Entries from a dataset
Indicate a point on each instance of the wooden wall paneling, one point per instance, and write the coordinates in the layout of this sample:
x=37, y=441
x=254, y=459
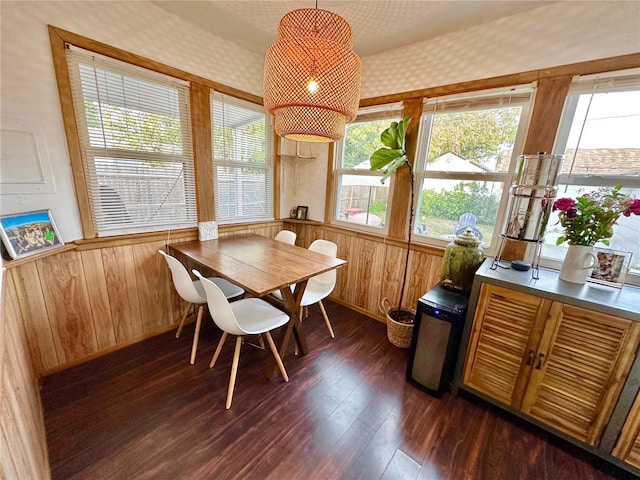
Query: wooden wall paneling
x=120, y=273
x=344, y=252
x=23, y=450
x=36, y=319
x=96, y=281
x=353, y=280
x=420, y=277
x=202, y=150
x=24, y=423
x=153, y=282
x=58, y=52
x=8, y=467
x=392, y=273
x=369, y=259
x=547, y=110
x=65, y=293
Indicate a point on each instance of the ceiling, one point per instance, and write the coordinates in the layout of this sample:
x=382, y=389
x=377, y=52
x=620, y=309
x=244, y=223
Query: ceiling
x=378, y=25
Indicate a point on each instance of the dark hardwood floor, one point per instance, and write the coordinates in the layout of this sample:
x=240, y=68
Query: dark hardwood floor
x=347, y=412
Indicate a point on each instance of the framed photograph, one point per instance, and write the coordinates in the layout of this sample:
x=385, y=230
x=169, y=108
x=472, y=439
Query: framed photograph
x=301, y=212
x=24, y=234
x=611, y=267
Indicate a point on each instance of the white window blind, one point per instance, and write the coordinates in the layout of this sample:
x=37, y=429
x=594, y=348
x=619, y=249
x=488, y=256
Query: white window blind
x=135, y=136
x=242, y=139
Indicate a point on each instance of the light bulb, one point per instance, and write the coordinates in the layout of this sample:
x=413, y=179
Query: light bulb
x=312, y=86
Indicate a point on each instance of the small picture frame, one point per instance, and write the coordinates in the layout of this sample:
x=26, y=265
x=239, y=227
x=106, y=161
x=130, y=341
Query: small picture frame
x=24, y=234
x=301, y=212
x=611, y=267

[What you should do] Print each of the records above exactly as written, leaving no picture in the copy.

[Finished exercise]
Indicate a point on each instance of the wooden wall paneling, one point per instance, and write the coordinates in the layout of this sample:
x=37, y=441
x=254, y=459
Query: wooden wall paneling
x=120, y=273
x=344, y=252
x=23, y=450
x=36, y=319
x=96, y=281
x=353, y=280
x=420, y=277
x=202, y=150
x=24, y=423
x=153, y=282
x=58, y=52
x=8, y=467
x=392, y=273
x=369, y=259
x=547, y=110
x=65, y=293
Indicate a point on each instance of the ceiling, one point per instance, and write the coordinates in the layout of this sample:
x=382, y=389
x=377, y=52
x=620, y=309
x=244, y=223
Query: ceiling
x=378, y=25
Indicate a point on each instance of the dark hardwood floor, one point per instance, and write the coordinates in the layout of this sample:
x=240, y=68
Query: dark hardwood floor
x=347, y=412
Indicate a point on each instance of the framed photograph, one point per instance, and write the coordinates in the layout of this sample:
x=385, y=230
x=169, y=108
x=472, y=439
Query: framed photograph
x=301, y=212
x=24, y=234
x=611, y=267
Indicate a point on each instance of the white window blind, one point per instance, and write the coordinates in the layout of this sample:
x=37, y=429
x=594, y=348
x=619, y=249
x=488, y=256
Query: white window blind
x=135, y=136
x=242, y=139
Indicate a point on each instance of the light bulb, one point per instance, and write the coordinates in the layout of this sample:
x=413, y=179
Query: light bulb
x=312, y=86
Indicate a point on each instance of the small picture frame, one point per instance, and write the coordinates in the layout of this sample:
x=26, y=265
x=239, y=227
x=106, y=161
x=130, y=341
Query: small picture frame
x=24, y=234
x=301, y=212
x=611, y=267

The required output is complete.